(Stored data entries)

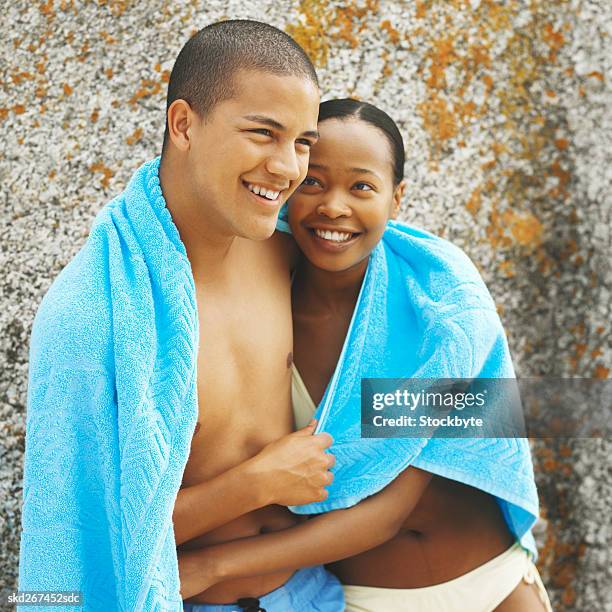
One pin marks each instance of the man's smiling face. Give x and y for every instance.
(251, 152)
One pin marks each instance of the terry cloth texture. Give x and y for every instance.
(111, 411)
(312, 589)
(423, 312)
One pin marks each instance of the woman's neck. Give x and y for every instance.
(320, 291)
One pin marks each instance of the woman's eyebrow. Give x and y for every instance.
(351, 170)
(364, 171)
(278, 126)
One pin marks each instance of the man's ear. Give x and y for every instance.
(398, 194)
(180, 121)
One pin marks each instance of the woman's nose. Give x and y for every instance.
(334, 207)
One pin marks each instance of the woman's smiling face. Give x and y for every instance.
(339, 212)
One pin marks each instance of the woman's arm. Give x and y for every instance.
(323, 539)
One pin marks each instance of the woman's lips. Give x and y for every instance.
(332, 246)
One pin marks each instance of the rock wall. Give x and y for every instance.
(505, 111)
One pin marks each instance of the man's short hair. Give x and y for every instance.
(203, 74)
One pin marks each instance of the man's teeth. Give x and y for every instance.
(333, 236)
(262, 191)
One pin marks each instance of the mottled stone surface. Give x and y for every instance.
(505, 111)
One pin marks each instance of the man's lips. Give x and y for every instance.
(265, 191)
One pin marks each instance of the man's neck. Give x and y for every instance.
(208, 249)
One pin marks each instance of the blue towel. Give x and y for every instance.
(423, 312)
(112, 408)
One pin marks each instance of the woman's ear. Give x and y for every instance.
(398, 194)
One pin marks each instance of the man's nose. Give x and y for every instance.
(285, 163)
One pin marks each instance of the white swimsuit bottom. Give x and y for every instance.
(480, 590)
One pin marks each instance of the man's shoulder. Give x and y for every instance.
(284, 246)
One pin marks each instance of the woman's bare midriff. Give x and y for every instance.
(453, 529)
(264, 520)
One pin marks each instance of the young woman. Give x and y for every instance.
(424, 542)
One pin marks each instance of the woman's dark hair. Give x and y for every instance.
(347, 108)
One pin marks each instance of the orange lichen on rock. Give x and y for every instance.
(526, 229)
(46, 8)
(596, 74)
(555, 40)
(393, 34)
(311, 34)
(148, 88)
(107, 173)
(475, 201)
(438, 119)
(507, 268)
(421, 9)
(135, 137)
(441, 56)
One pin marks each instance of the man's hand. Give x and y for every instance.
(294, 470)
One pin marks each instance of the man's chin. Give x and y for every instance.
(261, 230)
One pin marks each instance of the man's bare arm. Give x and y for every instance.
(323, 539)
(291, 471)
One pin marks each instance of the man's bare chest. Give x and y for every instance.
(244, 377)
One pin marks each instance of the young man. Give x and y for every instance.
(239, 130)
(175, 314)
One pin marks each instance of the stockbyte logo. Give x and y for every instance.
(485, 408)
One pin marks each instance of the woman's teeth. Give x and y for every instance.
(333, 236)
(262, 191)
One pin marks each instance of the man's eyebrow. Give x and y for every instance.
(278, 126)
(352, 170)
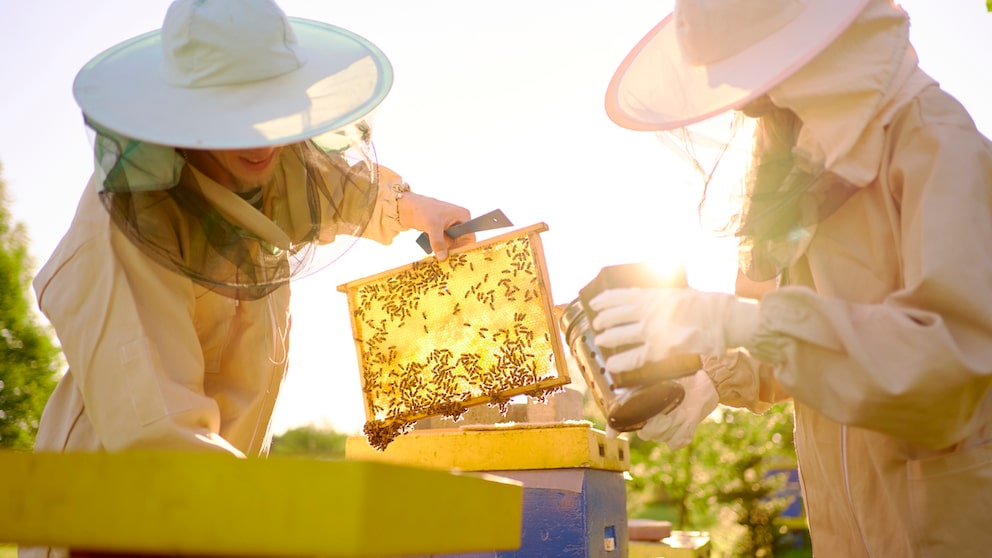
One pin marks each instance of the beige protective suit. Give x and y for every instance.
(155, 359)
(882, 330)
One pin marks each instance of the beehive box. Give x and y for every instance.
(437, 337)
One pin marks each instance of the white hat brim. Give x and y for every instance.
(343, 78)
(656, 89)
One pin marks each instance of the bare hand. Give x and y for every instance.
(433, 216)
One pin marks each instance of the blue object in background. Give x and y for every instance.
(580, 513)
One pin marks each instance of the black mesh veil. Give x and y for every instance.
(755, 185)
(314, 207)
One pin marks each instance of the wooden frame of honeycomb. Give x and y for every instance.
(435, 338)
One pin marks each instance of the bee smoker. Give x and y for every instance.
(627, 399)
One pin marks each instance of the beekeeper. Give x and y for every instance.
(869, 200)
(232, 155)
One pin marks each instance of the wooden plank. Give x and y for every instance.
(502, 447)
(210, 504)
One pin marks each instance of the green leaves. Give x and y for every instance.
(29, 359)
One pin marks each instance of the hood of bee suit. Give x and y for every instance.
(848, 94)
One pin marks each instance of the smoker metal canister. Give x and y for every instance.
(626, 408)
(630, 398)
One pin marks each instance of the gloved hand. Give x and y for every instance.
(662, 322)
(678, 427)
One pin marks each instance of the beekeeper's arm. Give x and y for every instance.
(126, 329)
(916, 366)
(397, 209)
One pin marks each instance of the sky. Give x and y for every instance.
(494, 105)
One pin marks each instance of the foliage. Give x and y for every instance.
(728, 471)
(310, 441)
(29, 358)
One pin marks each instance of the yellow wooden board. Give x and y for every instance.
(211, 504)
(434, 338)
(502, 447)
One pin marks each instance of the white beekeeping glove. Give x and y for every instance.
(678, 427)
(663, 322)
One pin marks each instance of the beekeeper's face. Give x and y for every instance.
(238, 169)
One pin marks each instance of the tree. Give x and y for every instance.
(29, 358)
(728, 480)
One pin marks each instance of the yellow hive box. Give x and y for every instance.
(166, 503)
(502, 448)
(682, 544)
(435, 338)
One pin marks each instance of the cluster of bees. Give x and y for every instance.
(437, 337)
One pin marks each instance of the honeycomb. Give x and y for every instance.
(437, 337)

- [WORK TO BE COMPLETED]
Print all the records again exactly; do not include any picture.

- [OUTPUT OF THE TASK]
One pin marks each instance of the man's smiling face. Give x and y for every instance.
(251, 152)
One pin marks each instance of the terry cloth texture. Give x and y for every instance.
(111, 411)
(312, 589)
(423, 312)
One pin marks each instance of the woman's neck. Give x and y for every instance.
(320, 291)
One pin marks each instance of the woman's eyebrow. Give x and y for every instance.
(351, 170)
(364, 171)
(278, 126)
One pin marks each instance of the man's ear. Give x and y for every instance.
(398, 194)
(180, 121)
One pin marks each instance of the woman's nose. Give x and y for every instance.
(334, 207)
One pin marks each instance of the woman's smiling face. Give x and y for every instance.
(339, 212)
One pin marks each instance of the woman's arm. Give x and y for every instance.
(323, 539)
One pin marks each instance of the woman's lips. Give x and y for every instance.
(332, 246)
One pin marks each instance of the rock wall. Give x and y for every instance.
(505, 111)
One pin marks each instance of the man's short hair. Give x and y for every instance.
(203, 74)
One pin marks each instance of the man's teeth. Give x and y for every instance.
(333, 236)
(262, 191)
One pin marks each instance of the mottled stone surface. Give x and y for every instance.
(505, 111)
One pin marks each instance of the man's lips. Give x and y for every instance.
(265, 191)
One pin marks each instance of the man's neck. Give x and y for every instance.
(208, 249)
One pin marks each instance of the blue towel. Give x and y for every instance.
(423, 312)
(112, 408)
One pin marks each instance of the woman's ear. Give x and y for every instance.
(398, 194)
One pin marks each instance of the man's nose. Give x and y for every instance.
(285, 163)
One pin marks each instance of the white swimsuit bottom. Give x and y for every instance.
(480, 590)
One pin marks each instance of the man's shoulder. Give x and y for every instance.
(284, 246)
One pin marks each instance of the woman's bare midriff. Give x and y for every instance.
(453, 529)
(264, 520)
One pin marks each instance of the young woman. Give x and y for every instance.
(424, 542)
One pin marks each instance of the woman's dark hair. Give x and y for every instance.
(347, 108)
One pin marks each instance of the orange lichen on rock. Give x and y for every instance.
(526, 229)
(46, 8)
(596, 74)
(555, 40)
(393, 34)
(311, 34)
(148, 88)
(107, 173)
(475, 201)
(438, 119)
(507, 268)
(421, 9)
(135, 137)
(441, 56)
One pin marks each instance of the man's hand. Give x and y for every instance.
(294, 470)
One pin marks each instance of the man's chin. Give x and y for every instance.
(261, 230)
One pin marks each instance of the man's bare arm. Give x and y for every instance.
(323, 539)
(291, 471)
One pin marks each instance of the man's bare chest. Give x and y for every instance.
(244, 377)
One pin marks each instance of the young man. Give x and y for every instance.
(239, 130)
(175, 314)
One pin marks each instance of the stockbyte logo. Give x and y for every instance.
(485, 408)
One pin marks each instance of the woman's teeth. Give x and y for every instance.
(333, 236)
(262, 191)
One pin marks each instance of the man's eyebrow. Give x and y for every instance.
(278, 126)
(352, 170)
One pin marks each instance of the beige protective suit. Give x and y for every instance.
(155, 359)
(882, 330)
One pin marks each instance of the beehive box. Give x and y for every instance.
(437, 337)
One pin marks each instance of the white hat brim. Give x and y for every instance.
(343, 78)
(656, 89)
One pin marks each instance of the bare hand. Give x and y for every instance.
(433, 216)
One pin marks each instance of the blue object in background. Give x and y for every instance.
(580, 513)
One pin marks each instance of the black mesh veil. Give x and y for every instance.
(755, 185)
(314, 207)
One pin marks each instance of the wooden frame of honeycomb. Give x and y for every instance.
(435, 338)
One pin marks each instance of the bee smoker. Give x and y for every instance.
(627, 399)
One pin marks each instance of the beekeeper. Give x and y for every instance.
(869, 200)
(232, 155)
One pin marks each instance of the wooden plank. Give x and y for every instance.
(502, 447)
(210, 504)
One pin marks each instance of the green leaves. Give x and y for every instance.
(29, 359)
One pin marks each instance of the hood of bee suit. Give x and y for every instance.
(848, 94)
One pin marks each instance of the smoker metal canister. Give x and y for every instance.
(626, 408)
(630, 398)
One pin marks each instance of the gloved hand. Give x and y for every instance.
(662, 322)
(678, 427)
One pin marks each instance of the beekeeper's arm. Give x and y for every instance.
(126, 329)
(916, 366)
(397, 209)
One pin marks each instance of the sky. Give x and y for every instance.
(494, 105)
One pin marks each instance of the foliage. Give x and y for every instance.
(728, 471)
(310, 441)
(29, 358)
One pin marks each instance of the yellow wooden board. Give x and y for every instance.
(211, 504)
(434, 338)
(502, 447)
One pin marks each instance of the white beekeeping glove. Give x and y for every instance.
(678, 427)
(663, 322)
One pin marks each instance of the beekeeper's face. Give x and y for every instance.
(238, 169)
One pin marks each instance of the tree. Give x and y for every instance.
(29, 358)
(728, 480)
One pin marks each instance of the yellow hive box. Give x and y for every instance.
(166, 503)
(502, 448)
(682, 544)
(435, 338)
One pin marks each instance of the cluster of bees. Give x and y for every instance.
(437, 337)
One pin marks each instance of the honeycomb. Give x and y for every instance.
(437, 337)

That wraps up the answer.